- Opening Delimiter -

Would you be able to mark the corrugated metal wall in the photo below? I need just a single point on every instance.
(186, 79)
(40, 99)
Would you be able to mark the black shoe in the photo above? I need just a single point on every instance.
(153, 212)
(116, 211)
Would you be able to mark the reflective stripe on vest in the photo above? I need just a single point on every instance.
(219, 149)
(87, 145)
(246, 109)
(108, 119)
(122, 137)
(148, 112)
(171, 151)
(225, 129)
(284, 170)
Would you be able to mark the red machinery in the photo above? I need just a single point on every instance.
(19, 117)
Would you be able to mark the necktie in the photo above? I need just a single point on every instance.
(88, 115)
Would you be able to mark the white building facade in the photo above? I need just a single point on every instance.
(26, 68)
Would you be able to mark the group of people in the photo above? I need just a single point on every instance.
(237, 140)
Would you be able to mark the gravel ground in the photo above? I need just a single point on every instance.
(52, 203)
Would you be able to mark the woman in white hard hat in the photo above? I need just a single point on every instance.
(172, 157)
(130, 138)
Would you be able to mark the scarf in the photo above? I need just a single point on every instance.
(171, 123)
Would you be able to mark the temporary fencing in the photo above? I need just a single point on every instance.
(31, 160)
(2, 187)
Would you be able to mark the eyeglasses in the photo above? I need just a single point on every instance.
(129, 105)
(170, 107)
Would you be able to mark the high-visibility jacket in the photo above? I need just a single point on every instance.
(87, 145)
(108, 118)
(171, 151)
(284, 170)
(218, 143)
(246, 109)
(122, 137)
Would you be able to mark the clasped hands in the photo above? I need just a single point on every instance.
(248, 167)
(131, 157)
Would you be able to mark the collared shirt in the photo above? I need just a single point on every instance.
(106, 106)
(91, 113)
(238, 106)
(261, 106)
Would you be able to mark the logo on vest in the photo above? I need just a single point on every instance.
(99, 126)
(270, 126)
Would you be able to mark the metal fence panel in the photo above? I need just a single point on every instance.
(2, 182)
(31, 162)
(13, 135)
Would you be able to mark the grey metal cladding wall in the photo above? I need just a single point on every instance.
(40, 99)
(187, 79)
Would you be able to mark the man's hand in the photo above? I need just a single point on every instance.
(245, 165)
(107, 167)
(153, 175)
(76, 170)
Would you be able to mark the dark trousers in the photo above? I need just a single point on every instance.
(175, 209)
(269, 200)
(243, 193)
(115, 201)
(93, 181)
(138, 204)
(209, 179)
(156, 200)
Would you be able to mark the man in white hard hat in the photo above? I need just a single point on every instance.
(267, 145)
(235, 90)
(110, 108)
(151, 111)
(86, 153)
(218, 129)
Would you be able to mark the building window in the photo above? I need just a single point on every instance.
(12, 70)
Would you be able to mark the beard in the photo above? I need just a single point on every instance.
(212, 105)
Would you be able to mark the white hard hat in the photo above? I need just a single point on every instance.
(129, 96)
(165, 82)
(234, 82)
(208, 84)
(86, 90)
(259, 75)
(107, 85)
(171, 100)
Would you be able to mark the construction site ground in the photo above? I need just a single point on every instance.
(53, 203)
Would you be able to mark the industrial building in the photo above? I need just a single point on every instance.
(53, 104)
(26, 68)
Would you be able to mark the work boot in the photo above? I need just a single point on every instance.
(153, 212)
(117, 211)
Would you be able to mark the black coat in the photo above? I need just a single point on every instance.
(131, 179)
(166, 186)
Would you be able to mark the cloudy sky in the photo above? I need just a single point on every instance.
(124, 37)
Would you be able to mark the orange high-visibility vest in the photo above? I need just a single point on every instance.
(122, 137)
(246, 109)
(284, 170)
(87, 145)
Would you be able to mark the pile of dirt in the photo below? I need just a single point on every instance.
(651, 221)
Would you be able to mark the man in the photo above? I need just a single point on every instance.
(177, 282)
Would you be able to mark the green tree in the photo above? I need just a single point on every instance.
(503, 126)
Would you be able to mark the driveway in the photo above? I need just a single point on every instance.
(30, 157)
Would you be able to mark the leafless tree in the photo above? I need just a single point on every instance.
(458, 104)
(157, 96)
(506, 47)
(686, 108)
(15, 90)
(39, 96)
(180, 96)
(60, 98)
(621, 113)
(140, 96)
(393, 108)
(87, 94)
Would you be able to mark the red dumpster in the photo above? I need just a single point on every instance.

- Closing Delimiter -

◆ What is expected
Write out exactly the lines starting with the one that holds "Would you be able to mark the man in the" and running through the last line above.

◆ Response to this task
Would you be able to mark the man in the photo above? I need just a single point on every instance.
(177, 282)
Would you be able to mark the green tree in the photo above? I need just a single point on every instance.
(503, 126)
Would you be able to mark the driveway in the photo above? I need just a single point on every instance.
(30, 157)
Would you be able to mark the leafless tree in the photo above? I need just a single point on every instance.
(458, 104)
(157, 96)
(506, 47)
(686, 108)
(15, 90)
(39, 96)
(180, 96)
(60, 98)
(621, 113)
(140, 96)
(393, 108)
(87, 94)
Would you be able to mark the red dumpster in the photo above? I need just a single point on every instance.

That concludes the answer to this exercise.